WORK REQUIRED: The expected result is the run of lines from the one containing "Target: cheek" to the end of the listing, copied exactly.

GIVEN RECORDS:
%%

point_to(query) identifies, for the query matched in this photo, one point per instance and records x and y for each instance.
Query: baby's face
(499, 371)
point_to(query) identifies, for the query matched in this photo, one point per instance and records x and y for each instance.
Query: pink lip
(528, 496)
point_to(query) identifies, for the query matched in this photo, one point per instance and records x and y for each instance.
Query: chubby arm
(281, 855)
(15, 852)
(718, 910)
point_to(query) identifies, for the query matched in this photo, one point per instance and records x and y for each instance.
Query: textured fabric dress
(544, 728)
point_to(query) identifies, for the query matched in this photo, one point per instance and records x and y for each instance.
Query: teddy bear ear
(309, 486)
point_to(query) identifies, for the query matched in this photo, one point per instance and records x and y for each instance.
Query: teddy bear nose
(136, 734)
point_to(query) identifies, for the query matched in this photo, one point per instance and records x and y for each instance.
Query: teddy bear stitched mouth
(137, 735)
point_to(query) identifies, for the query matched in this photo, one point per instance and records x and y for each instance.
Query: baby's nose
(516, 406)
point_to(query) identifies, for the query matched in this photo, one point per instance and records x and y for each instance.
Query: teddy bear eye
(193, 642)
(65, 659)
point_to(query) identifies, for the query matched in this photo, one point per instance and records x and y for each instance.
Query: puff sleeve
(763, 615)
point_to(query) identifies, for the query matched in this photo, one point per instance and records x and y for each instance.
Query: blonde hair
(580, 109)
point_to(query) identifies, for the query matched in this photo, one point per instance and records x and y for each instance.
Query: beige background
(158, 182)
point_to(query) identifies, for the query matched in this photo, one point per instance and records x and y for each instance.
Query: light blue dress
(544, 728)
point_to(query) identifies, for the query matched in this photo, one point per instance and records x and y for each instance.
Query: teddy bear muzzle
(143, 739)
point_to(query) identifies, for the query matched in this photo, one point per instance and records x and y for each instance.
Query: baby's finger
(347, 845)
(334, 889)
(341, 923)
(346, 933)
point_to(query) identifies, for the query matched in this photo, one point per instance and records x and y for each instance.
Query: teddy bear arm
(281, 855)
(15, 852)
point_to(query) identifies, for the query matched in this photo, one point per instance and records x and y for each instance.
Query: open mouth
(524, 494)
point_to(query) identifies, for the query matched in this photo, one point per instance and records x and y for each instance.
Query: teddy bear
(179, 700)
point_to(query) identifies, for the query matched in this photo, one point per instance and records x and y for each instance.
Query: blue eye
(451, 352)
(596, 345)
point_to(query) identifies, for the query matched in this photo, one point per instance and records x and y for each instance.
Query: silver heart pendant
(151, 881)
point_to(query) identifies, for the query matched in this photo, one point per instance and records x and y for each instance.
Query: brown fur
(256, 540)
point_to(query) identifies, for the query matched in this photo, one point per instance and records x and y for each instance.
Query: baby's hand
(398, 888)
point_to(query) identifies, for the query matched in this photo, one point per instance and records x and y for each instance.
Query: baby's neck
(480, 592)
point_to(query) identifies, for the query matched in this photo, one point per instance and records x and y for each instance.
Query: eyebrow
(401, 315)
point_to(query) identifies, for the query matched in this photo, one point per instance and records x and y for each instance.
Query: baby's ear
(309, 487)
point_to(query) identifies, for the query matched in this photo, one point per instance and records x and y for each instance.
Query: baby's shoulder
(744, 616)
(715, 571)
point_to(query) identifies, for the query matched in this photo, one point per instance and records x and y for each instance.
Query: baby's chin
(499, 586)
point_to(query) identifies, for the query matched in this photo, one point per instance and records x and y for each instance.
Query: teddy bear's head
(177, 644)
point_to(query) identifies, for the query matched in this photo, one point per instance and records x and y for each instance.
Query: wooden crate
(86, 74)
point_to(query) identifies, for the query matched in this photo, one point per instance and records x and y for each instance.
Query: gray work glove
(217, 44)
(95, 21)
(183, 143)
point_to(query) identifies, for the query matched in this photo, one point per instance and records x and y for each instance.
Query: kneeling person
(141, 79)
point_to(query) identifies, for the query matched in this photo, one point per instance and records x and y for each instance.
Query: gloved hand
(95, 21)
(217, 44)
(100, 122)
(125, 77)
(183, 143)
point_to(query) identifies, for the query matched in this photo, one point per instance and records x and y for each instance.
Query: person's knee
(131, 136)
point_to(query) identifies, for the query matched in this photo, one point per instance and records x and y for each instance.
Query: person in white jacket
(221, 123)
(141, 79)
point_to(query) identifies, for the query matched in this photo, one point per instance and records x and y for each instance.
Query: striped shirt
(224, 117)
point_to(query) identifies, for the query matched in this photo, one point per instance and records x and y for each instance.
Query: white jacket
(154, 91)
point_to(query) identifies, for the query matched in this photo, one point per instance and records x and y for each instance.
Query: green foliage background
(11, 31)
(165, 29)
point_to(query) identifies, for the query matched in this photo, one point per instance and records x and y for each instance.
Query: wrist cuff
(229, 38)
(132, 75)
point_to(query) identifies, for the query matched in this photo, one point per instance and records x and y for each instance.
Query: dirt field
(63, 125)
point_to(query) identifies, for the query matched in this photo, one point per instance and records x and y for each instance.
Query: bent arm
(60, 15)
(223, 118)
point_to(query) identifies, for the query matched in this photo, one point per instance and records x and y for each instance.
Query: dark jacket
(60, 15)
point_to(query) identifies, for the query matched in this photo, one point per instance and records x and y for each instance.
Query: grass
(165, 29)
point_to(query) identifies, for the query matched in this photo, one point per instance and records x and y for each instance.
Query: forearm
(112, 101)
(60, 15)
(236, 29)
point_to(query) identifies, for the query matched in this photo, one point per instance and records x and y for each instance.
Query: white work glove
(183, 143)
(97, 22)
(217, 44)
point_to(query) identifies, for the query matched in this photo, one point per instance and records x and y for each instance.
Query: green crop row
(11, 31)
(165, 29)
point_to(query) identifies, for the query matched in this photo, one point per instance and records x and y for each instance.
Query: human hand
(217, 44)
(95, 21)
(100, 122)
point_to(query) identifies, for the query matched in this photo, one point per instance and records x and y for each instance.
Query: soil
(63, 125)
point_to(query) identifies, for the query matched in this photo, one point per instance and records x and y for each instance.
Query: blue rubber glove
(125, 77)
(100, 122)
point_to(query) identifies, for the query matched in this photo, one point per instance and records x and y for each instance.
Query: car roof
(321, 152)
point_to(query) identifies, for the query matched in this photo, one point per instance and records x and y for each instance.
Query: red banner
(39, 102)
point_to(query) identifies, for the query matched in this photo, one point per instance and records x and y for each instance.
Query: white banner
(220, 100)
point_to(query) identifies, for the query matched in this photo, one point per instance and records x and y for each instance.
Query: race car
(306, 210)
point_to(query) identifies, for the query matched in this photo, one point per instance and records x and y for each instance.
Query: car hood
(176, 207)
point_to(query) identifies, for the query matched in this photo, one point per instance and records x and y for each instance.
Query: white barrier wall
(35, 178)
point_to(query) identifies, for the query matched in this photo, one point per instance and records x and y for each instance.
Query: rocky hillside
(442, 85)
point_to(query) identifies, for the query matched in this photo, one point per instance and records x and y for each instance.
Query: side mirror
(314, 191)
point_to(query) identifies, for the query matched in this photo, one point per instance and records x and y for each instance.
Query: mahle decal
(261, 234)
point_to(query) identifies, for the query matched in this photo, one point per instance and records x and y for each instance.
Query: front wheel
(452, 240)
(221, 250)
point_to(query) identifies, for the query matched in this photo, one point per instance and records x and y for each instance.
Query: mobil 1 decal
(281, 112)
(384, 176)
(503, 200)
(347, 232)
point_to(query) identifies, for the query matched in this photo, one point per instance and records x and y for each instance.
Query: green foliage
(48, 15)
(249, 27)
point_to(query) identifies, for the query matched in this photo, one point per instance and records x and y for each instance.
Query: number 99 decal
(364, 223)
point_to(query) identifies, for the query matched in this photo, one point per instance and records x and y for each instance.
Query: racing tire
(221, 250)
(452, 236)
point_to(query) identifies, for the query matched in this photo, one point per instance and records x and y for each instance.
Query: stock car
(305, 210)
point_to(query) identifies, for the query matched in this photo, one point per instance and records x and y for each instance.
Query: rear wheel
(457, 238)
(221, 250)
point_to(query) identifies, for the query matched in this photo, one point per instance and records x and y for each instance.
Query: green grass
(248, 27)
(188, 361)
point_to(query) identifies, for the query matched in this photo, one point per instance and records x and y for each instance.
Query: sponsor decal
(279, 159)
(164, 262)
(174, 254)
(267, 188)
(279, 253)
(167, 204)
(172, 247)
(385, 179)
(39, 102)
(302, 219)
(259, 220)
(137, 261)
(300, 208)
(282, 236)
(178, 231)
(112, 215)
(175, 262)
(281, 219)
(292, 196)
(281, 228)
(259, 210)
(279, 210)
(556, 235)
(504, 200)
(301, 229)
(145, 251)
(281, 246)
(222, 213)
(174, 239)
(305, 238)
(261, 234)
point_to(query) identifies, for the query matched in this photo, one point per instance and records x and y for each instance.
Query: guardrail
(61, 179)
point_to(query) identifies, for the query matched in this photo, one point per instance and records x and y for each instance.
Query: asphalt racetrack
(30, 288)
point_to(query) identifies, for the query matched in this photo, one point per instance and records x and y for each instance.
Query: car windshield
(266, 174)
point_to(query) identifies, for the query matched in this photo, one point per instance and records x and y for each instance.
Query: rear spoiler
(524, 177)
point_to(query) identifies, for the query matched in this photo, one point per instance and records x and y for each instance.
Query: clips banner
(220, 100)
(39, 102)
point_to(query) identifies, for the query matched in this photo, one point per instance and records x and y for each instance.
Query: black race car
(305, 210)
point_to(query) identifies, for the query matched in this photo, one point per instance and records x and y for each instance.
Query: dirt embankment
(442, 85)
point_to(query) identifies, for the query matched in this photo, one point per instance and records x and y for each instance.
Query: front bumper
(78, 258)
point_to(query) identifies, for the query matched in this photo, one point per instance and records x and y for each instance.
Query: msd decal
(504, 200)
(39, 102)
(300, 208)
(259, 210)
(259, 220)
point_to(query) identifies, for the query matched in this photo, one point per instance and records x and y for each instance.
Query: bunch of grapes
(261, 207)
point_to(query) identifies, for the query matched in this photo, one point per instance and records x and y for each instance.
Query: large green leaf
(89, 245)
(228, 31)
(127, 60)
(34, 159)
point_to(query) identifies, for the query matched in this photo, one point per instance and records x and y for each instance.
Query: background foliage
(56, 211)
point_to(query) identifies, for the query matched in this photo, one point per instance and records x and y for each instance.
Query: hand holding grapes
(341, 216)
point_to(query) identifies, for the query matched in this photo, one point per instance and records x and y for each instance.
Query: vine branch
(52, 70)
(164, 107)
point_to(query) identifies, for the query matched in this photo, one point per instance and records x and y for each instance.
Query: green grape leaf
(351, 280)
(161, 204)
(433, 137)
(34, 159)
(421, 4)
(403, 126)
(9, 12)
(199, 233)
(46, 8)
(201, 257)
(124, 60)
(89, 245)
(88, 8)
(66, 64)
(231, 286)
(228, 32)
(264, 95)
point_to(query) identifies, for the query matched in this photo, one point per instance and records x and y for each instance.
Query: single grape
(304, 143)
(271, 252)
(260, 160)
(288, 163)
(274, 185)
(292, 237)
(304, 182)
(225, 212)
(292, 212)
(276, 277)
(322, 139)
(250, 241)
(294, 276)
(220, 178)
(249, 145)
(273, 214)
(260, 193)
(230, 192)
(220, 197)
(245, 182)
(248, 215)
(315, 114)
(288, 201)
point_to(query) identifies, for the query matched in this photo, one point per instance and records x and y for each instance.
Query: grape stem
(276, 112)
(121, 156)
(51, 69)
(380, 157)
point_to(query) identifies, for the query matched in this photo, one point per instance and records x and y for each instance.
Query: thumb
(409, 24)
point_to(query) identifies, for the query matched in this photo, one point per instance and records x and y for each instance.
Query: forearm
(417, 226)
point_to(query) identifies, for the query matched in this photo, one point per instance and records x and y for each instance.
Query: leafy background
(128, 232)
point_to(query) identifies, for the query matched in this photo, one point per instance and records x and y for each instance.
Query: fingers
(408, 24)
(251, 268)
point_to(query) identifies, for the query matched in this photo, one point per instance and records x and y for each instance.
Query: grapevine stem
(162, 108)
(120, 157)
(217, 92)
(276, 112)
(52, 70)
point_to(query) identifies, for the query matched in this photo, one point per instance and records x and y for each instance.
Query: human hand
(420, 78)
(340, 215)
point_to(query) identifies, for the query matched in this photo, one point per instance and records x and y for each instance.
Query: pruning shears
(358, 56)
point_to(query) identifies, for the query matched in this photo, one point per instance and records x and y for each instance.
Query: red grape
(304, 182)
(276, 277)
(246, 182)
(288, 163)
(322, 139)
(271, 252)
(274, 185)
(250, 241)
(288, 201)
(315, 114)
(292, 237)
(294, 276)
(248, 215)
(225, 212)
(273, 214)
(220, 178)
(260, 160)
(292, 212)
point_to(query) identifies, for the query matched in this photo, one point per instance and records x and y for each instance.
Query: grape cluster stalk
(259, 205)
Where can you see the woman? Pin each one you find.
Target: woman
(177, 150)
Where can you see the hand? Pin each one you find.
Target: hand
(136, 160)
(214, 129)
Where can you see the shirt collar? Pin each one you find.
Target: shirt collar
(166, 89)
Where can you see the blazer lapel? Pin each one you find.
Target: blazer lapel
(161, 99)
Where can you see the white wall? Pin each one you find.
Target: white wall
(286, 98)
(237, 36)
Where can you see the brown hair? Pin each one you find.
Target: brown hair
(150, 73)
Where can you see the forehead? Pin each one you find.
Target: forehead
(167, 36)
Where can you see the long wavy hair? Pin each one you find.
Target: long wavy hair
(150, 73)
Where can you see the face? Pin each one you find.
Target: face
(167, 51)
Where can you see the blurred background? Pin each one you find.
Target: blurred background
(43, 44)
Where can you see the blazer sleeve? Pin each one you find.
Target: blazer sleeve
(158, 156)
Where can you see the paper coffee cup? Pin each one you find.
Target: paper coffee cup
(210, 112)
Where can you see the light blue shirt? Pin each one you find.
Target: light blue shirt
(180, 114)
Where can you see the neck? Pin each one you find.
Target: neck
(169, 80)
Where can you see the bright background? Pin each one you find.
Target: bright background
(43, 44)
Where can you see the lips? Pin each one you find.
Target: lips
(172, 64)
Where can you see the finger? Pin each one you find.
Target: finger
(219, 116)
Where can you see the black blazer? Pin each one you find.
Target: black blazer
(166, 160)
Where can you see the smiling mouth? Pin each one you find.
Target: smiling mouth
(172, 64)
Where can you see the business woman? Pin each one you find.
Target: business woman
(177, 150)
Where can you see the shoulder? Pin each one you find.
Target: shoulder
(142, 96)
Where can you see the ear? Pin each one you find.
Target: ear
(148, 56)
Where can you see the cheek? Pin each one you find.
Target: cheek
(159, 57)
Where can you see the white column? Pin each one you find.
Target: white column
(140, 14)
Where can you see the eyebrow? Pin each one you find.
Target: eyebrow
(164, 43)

%%

SOLVED EXERCISE:
Target: cheek
(159, 57)
Where can you see the white column? Pin each one you find.
Target: white column
(140, 14)
Where can you see the eyebrow? Pin each one you find.
Target: eyebrow
(164, 43)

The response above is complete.